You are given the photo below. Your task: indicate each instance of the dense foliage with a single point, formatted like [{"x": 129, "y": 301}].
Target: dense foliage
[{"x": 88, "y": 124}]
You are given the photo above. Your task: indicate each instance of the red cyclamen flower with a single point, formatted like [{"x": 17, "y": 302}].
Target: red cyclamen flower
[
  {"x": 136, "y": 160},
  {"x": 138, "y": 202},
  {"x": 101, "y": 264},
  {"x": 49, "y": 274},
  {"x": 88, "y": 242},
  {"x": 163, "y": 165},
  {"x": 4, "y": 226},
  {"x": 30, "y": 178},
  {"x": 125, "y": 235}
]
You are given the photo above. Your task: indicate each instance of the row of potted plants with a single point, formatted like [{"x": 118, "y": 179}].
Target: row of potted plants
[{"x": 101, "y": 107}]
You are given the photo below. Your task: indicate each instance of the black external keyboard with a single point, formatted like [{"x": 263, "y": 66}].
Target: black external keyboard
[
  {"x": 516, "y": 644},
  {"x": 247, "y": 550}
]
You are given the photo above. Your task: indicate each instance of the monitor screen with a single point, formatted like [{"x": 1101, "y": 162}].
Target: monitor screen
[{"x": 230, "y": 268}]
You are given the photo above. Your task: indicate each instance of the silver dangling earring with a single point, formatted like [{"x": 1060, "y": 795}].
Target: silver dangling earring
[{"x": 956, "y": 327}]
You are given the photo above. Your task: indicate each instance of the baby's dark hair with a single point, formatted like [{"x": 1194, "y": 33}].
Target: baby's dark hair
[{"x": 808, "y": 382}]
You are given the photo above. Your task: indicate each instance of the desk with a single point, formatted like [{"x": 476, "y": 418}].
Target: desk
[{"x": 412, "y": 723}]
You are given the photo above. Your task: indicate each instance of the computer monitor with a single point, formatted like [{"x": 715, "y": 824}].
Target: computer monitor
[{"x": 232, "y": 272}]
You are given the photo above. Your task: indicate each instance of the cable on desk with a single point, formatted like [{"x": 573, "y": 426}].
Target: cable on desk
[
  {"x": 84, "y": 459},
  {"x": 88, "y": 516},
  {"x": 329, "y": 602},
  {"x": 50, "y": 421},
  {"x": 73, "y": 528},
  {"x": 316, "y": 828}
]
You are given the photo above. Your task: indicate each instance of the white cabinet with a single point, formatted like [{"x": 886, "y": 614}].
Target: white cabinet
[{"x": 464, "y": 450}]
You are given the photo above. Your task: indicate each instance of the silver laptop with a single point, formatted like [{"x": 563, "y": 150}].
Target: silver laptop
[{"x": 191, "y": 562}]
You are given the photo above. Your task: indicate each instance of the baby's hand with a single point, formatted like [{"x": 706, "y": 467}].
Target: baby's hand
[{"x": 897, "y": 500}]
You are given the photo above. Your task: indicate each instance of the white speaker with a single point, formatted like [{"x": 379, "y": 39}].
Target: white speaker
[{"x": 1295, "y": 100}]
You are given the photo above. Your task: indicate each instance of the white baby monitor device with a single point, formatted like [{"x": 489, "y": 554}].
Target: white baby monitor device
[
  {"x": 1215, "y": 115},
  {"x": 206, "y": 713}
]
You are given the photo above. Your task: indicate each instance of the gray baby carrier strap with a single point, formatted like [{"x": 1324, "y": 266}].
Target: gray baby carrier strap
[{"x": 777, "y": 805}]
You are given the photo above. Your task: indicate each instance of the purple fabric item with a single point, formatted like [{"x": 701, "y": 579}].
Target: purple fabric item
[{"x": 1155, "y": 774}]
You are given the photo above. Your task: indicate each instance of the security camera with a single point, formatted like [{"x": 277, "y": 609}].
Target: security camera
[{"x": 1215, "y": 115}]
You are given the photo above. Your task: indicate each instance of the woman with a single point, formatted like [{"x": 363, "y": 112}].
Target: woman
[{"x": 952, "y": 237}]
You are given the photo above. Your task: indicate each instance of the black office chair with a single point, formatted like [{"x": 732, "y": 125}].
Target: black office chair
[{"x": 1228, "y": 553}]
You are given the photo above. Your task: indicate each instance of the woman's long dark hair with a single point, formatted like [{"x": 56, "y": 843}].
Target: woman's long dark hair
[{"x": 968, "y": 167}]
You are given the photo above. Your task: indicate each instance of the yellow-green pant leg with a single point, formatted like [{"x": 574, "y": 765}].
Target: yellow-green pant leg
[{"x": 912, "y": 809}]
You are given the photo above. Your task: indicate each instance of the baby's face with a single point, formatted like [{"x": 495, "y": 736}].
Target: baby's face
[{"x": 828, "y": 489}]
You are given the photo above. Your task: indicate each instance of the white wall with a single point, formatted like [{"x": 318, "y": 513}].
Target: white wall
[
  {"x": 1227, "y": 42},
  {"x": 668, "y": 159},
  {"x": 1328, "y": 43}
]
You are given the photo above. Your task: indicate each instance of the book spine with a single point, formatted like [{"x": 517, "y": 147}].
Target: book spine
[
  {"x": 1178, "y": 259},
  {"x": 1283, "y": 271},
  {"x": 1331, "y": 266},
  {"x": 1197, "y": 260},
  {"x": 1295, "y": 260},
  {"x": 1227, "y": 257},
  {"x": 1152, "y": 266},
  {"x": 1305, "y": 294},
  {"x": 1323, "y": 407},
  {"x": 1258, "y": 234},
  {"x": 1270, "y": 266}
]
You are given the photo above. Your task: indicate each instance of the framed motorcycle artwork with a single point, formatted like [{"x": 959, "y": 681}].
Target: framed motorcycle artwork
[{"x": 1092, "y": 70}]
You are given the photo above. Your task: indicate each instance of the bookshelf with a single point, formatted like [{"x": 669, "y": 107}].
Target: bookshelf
━━━━━━━━━━━━━━━━━━━━━━━━━━━━━━
» Exercise objective: Recast all the rows above as a Markdown table with two columns, Line and Content. Number each row in Line and leave out blank lines.

» Complete output:
| Line | Content |
|---|---|
| 1 | You are given the photo below. Your task: indicate each instance of the dense foliage with a single point, formatted like [{"x": 129, "y": 301}]. |
| 2 | Target: dense foliage |
| 3 | [{"x": 88, "y": 124}] |
| 4 | You are given the photo above. Your task: indicate each instance of the red cyclamen flower with a single point, formatted like [{"x": 17, "y": 302}]. |
| 5 | Target: red cyclamen flower |
| 6 | [ |
| 7 |   {"x": 136, "y": 160}, |
| 8 |   {"x": 138, "y": 202}, |
| 9 |   {"x": 101, "y": 264}, |
| 10 |   {"x": 49, "y": 274}, |
| 11 |   {"x": 88, "y": 242}, |
| 12 |   {"x": 163, "y": 165}, |
| 13 |   {"x": 4, "y": 226}, |
| 14 |   {"x": 30, "y": 178}, |
| 15 |   {"x": 125, "y": 235} |
| 16 | ] |
| 17 | You are given the photo above. Your task: indicate each instance of the row of potted plants with a single point, formatted like [{"x": 118, "y": 179}]. |
| 18 | Target: row of potted plants |
| 19 | [{"x": 101, "y": 107}] |
| 20 | You are given the photo below. Your task: indicate each instance of the black external keyboard with a single point, formatted like [{"x": 263, "y": 66}]. |
| 21 | Target: black external keyboard |
| 22 | [ |
| 23 |   {"x": 516, "y": 644}, |
| 24 |   {"x": 247, "y": 550} |
| 25 | ] |
| 26 | You are given the photo above. Your task: indicate each instance of the monitor screen with a single point, formatted like [{"x": 1101, "y": 162}]. |
| 27 | Target: monitor screen |
| 28 | [{"x": 230, "y": 268}] |
| 29 | You are given the photo above. Your task: indicate each instance of the silver dangling earring with a single point, formatted like [{"x": 1060, "y": 795}]. |
| 30 | Target: silver dangling earring |
| 31 | [{"x": 956, "y": 327}] |
| 32 | You are given the photo above. Your task: indicate each instance of the baby's dark hair with a single point, formatted like [{"x": 1194, "y": 33}]. |
| 33 | Target: baby's dark hair |
| 34 | [{"x": 808, "y": 382}] |
| 35 | You are given the photo above. Your task: indicate each instance of the desk with a single point, formatted like [{"x": 476, "y": 418}]. |
| 36 | Target: desk |
| 37 | [{"x": 412, "y": 723}] |
| 38 | You are given the photo above. Your task: indicate each instance of the computer monitor with a single point, formatted like [{"x": 715, "y": 824}]. |
| 39 | Target: computer monitor |
| 40 | [{"x": 232, "y": 272}] |
| 41 | You are given the photo above. Your task: indicate each instance of the cable on desk with a single point, formatted like [{"x": 573, "y": 426}]. |
| 42 | Target: cable on desk |
| 43 | [ |
| 44 |   {"x": 84, "y": 459}, |
| 45 |   {"x": 88, "y": 516}, |
| 46 |   {"x": 329, "y": 602}, |
| 47 |   {"x": 50, "y": 421}, |
| 48 |   {"x": 73, "y": 528}, |
| 49 |   {"x": 316, "y": 828} |
| 50 | ] |
| 51 | You are given the photo above. Your task: indicate each instance of the white cabinet with a single point, formatted like [{"x": 886, "y": 614}]. |
| 52 | Target: white cabinet |
| 53 | [{"x": 464, "y": 450}] |
| 54 | You are given the photo above. Your task: indicate each instance of the silver laptop with a single point, formatted like [{"x": 563, "y": 150}]. |
| 55 | Target: silver laptop |
| 56 | [{"x": 191, "y": 562}] |
| 57 | You are given the photo above. Your task: indicate each instance of the baby's hand with a single point, formatted like [{"x": 706, "y": 467}]. |
| 58 | Target: baby's hand |
| 59 | [{"x": 897, "y": 500}] |
| 60 | You are given the photo above. Your task: indicate each instance of the white speaker with a single point, formatted like [{"x": 379, "y": 39}]. |
| 61 | Target: white speaker |
| 62 | [{"x": 1295, "y": 100}] |
| 63 | You are given the photo above. Your task: indicate each instance of the white baby monitor device with a single point, formatted like [{"x": 489, "y": 554}]. |
| 64 | Target: white baby monitor device |
| 65 | [ |
| 66 |   {"x": 1215, "y": 115}, |
| 67 |   {"x": 206, "y": 713} |
| 68 | ] |
| 69 | You are given the photo above. Your task: indicate each instance of the gray baby carrier strap with a single point, formatted like [{"x": 1324, "y": 266}]. |
| 70 | Target: gray baby carrier strap |
| 71 | [{"x": 777, "y": 805}] |
| 72 | You are given the photo above. Your task: indicate each instance of the purple fabric item with a single point, formatted like [{"x": 701, "y": 579}]. |
| 73 | Target: purple fabric item |
| 74 | [{"x": 1155, "y": 774}] |
| 75 | You are given the photo above. Your task: indicate each instance of the security camera with a single point, formatted like [{"x": 277, "y": 609}]. |
| 76 | Target: security camera |
| 77 | [{"x": 1215, "y": 115}] |
| 78 | You are given the photo above. Your task: indicate each instance of the woman with a single point, formatted like [{"x": 363, "y": 112}]. |
| 79 | Target: woman |
| 80 | [{"x": 952, "y": 237}] |
| 81 | You are given the photo above. Your task: indicate each instance of the black office chair with a single point, formatted like [{"x": 732, "y": 125}]. |
| 82 | Target: black office chair |
| 83 | [{"x": 1228, "y": 553}] |
| 84 | You are given the photo above. Your task: indicate each instance of the woman's long dark hair with a single point, formatted like [{"x": 56, "y": 843}]. |
| 85 | Target: woman's long dark hair |
| 86 | [{"x": 968, "y": 167}] |
| 87 | You are given the photo above. Your task: indicate each instance of the yellow-green pant leg with a single point, formatted like [{"x": 574, "y": 765}]. |
| 88 | Target: yellow-green pant leg |
| 89 | [{"x": 912, "y": 809}] |
| 90 | You are given the photo above. Your task: indicate each instance of the baby's face with a single point, formatted like [{"x": 495, "y": 736}]. |
| 91 | Target: baby's face |
| 92 | [{"x": 828, "y": 489}] |
| 93 | You are given the photo above. Your task: indicate each instance of the white wall with a single point, formatted like [{"x": 318, "y": 513}]. |
| 94 | Target: white wall |
| 95 | [ |
| 96 |   {"x": 1227, "y": 42}, |
| 97 |   {"x": 668, "y": 159}, |
| 98 |   {"x": 1328, "y": 43} |
| 99 | ] |
| 100 | You are given the photo above. Your task: indicate each instance of the book spine with a single point, formatted like [{"x": 517, "y": 147}]. |
| 101 | Target: book spine |
| 102 | [ |
| 103 |   {"x": 1178, "y": 259}, |
| 104 |   {"x": 1283, "y": 271}, |
| 105 |   {"x": 1331, "y": 266}, |
| 106 |   {"x": 1197, "y": 260}, |
| 107 |   {"x": 1295, "y": 260}, |
| 108 |   {"x": 1227, "y": 257}, |
| 109 |   {"x": 1152, "y": 266}, |
| 110 |   {"x": 1305, "y": 294}, |
| 111 |   {"x": 1323, "y": 407}, |
| 112 |   {"x": 1258, "y": 234}, |
| 113 |   {"x": 1270, "y": 266} |
| 114 | ] |
| 115 | You are given the photo above. Your task: indicate each instance of the framed motorcycle artwork with a single point, formatted like [{"x": 959, "y": 681}]. |
| 116 | Target: framed motorcycle artwork |
| 117 | [{"x": 1092, "y": 70}] |
| 118 | You are given the photo above. Your task: indicate each instance of the bookshelf with a single point, formatted like [{"x": 669, "y": 107}]. |
| 119 | Target: bookshelf |